◆ **What is expected**: Each line from the one that contains "of the clock" down to the last line of the material should be retyped exactly as it stands.

◆ **Given records**:
<<<<
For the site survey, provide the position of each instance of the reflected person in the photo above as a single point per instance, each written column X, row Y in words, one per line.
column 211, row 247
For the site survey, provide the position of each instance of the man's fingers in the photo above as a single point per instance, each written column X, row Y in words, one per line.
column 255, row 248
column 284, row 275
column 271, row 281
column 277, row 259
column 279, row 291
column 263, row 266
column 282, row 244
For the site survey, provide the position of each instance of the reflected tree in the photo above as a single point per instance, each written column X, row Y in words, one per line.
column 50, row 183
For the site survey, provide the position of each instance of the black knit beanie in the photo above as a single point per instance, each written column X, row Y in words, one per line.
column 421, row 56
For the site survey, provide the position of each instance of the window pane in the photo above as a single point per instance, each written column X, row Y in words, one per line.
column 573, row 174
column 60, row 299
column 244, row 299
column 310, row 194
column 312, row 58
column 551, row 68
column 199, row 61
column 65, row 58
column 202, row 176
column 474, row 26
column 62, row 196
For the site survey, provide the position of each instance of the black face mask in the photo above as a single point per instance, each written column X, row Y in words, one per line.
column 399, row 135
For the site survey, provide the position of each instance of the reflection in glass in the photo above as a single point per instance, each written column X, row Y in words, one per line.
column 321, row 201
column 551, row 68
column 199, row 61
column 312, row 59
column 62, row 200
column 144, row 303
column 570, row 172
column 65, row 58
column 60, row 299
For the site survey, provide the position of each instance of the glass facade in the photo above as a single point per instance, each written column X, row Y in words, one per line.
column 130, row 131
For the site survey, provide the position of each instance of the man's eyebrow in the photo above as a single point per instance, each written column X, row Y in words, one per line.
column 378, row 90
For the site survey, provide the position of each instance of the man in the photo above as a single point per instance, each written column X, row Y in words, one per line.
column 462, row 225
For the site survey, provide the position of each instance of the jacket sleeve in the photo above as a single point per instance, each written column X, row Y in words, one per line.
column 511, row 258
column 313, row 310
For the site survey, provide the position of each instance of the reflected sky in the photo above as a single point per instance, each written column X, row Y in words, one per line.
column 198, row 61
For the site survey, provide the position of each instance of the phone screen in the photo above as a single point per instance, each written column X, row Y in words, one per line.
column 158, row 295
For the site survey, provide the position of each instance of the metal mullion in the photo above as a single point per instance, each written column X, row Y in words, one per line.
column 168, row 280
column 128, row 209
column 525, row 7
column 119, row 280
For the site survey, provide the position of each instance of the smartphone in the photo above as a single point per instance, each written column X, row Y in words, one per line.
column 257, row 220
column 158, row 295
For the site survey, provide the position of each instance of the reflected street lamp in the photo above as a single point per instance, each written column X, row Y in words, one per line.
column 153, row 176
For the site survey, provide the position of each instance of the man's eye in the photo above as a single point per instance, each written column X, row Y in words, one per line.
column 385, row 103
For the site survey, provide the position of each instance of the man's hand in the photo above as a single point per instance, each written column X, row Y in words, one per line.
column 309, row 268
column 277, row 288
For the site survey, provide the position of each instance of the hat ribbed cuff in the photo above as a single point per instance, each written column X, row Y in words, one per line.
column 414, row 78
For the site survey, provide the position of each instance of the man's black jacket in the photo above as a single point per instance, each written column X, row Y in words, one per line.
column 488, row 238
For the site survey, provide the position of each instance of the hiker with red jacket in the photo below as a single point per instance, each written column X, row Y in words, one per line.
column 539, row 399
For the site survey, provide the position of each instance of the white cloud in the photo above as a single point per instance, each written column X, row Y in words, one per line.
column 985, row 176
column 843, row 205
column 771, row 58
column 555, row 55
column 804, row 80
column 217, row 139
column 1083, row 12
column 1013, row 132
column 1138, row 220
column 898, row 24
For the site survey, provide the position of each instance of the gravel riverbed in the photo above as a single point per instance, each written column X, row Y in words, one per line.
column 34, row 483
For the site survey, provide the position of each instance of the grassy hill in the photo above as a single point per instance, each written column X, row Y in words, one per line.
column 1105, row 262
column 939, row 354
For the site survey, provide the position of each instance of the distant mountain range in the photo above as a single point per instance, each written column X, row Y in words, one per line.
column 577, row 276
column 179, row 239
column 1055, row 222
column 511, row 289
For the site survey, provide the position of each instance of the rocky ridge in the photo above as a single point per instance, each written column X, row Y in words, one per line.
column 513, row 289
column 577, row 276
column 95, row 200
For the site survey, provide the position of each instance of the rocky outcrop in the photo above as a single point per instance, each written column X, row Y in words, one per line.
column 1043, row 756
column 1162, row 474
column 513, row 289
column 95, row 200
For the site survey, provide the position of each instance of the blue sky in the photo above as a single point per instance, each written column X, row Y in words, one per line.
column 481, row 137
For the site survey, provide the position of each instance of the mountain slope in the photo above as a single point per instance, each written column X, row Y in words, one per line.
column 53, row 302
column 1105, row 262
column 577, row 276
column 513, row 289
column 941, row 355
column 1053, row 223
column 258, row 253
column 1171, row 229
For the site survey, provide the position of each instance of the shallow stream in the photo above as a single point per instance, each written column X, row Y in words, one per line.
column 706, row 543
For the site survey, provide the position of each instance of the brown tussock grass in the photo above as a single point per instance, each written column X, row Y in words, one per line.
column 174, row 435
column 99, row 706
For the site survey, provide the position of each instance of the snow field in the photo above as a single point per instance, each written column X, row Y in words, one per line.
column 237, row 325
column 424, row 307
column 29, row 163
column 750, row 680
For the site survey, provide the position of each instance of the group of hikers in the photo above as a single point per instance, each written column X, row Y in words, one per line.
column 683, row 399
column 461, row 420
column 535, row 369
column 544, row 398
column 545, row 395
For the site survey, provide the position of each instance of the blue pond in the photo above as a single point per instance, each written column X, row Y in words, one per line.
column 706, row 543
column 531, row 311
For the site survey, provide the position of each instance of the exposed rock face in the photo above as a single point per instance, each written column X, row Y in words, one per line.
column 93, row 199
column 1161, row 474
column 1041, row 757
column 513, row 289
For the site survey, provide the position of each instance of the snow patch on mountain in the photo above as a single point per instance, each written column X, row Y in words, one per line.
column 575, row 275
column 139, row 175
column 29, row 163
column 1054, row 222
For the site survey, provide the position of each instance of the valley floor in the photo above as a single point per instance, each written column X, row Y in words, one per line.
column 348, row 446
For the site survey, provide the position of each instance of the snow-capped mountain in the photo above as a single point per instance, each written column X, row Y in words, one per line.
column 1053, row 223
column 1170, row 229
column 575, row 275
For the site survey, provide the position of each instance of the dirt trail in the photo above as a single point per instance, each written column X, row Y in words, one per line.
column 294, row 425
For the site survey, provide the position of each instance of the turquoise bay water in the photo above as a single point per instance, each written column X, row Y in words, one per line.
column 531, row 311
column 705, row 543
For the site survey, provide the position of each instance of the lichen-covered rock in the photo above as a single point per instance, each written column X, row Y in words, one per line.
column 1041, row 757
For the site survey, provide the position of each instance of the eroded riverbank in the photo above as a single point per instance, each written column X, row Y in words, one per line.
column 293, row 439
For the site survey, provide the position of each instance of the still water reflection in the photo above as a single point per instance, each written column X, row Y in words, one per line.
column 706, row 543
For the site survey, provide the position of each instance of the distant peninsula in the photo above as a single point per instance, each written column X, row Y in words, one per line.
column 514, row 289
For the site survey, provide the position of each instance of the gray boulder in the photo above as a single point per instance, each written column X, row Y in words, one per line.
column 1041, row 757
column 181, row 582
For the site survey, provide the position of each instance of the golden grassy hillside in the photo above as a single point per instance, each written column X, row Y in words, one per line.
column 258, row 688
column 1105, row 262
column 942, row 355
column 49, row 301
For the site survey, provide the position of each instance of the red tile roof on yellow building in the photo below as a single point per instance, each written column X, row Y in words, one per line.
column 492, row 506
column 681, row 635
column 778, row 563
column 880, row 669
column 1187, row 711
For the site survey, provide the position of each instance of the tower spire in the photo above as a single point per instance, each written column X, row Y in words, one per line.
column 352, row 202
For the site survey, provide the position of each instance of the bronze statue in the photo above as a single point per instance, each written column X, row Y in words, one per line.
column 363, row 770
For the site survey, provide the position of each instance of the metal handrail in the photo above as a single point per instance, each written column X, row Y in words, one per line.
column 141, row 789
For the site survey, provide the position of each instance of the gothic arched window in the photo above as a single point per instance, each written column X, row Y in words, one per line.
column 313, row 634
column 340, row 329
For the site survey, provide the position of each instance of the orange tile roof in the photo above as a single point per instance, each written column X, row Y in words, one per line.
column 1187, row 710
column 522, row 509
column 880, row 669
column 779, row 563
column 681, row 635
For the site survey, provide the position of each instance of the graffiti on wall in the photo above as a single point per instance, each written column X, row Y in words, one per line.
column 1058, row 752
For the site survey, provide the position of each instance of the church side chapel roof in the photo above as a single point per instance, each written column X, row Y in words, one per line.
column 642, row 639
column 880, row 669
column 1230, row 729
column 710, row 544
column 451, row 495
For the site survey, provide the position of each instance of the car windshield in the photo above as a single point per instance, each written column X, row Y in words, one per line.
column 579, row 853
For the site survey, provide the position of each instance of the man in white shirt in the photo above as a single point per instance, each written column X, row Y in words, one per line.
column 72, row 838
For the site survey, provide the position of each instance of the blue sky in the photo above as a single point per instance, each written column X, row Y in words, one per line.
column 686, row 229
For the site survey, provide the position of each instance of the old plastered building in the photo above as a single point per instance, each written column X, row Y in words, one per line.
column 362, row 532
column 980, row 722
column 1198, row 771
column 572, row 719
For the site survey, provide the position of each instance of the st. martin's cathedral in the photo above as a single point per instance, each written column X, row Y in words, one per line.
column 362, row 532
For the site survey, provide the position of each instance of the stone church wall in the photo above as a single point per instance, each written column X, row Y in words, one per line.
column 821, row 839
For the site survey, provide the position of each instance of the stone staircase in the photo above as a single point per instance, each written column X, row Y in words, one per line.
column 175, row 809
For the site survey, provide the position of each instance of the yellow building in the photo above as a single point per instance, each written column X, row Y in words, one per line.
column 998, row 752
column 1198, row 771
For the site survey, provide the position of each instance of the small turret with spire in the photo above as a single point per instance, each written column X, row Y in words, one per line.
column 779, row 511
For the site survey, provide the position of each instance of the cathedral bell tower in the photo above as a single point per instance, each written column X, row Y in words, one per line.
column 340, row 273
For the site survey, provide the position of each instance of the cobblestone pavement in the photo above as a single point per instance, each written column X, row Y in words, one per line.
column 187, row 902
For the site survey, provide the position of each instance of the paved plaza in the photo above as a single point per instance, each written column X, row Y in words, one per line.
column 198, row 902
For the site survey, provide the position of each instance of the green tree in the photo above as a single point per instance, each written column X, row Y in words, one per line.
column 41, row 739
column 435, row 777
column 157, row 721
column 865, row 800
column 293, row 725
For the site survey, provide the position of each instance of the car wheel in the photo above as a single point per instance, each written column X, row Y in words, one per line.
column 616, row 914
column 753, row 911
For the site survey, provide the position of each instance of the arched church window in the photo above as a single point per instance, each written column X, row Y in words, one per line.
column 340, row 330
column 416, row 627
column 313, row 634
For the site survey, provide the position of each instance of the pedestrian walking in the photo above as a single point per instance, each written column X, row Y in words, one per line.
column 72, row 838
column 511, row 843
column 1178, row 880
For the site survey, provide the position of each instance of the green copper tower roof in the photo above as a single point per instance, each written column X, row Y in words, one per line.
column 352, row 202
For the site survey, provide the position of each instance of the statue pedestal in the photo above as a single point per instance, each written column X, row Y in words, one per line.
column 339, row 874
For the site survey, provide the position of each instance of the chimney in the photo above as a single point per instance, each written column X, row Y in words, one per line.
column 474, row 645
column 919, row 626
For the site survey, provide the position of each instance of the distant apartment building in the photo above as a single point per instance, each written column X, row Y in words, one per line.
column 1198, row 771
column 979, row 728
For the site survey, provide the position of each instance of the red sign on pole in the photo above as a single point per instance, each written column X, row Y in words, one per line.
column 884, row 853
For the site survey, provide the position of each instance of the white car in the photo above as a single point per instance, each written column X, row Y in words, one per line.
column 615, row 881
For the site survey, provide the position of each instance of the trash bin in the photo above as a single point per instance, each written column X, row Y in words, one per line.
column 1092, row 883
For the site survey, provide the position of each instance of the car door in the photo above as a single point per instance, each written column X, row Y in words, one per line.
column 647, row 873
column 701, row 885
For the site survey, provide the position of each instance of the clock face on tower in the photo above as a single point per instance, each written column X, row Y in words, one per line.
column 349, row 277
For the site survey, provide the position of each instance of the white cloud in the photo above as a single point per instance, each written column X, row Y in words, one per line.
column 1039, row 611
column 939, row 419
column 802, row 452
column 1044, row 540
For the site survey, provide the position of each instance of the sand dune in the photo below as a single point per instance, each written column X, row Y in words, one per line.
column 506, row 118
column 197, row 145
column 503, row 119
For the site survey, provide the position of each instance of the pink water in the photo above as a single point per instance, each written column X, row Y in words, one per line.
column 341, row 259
>>>>
◆ **Exercise response**:
For the site survey, provide the position of each instance of the clock face on tower in the photo above as a single point per instance, each written column X, row Y in words, one per line.
column 349, row 277
For the site survey, provide the position of each instance of the white cloud in the photo above as a single point per instance, each written column X, row Y in words, one per line.
column 1039, row 611
column 939, row 419
column 802, row 452
column 1044, row 540
For the site survey, provide the position of each instance of the sand dune in the photo below as a single point per instance, each written column X, row Y in words, one per line.
column 506, row 118
column 197, row 145
column 503, row 119
For the site survey, provide the position of each instance of the pink water in the photo above as a single point per instance, each written column X, row Y in words, one per line.
column 341, row 259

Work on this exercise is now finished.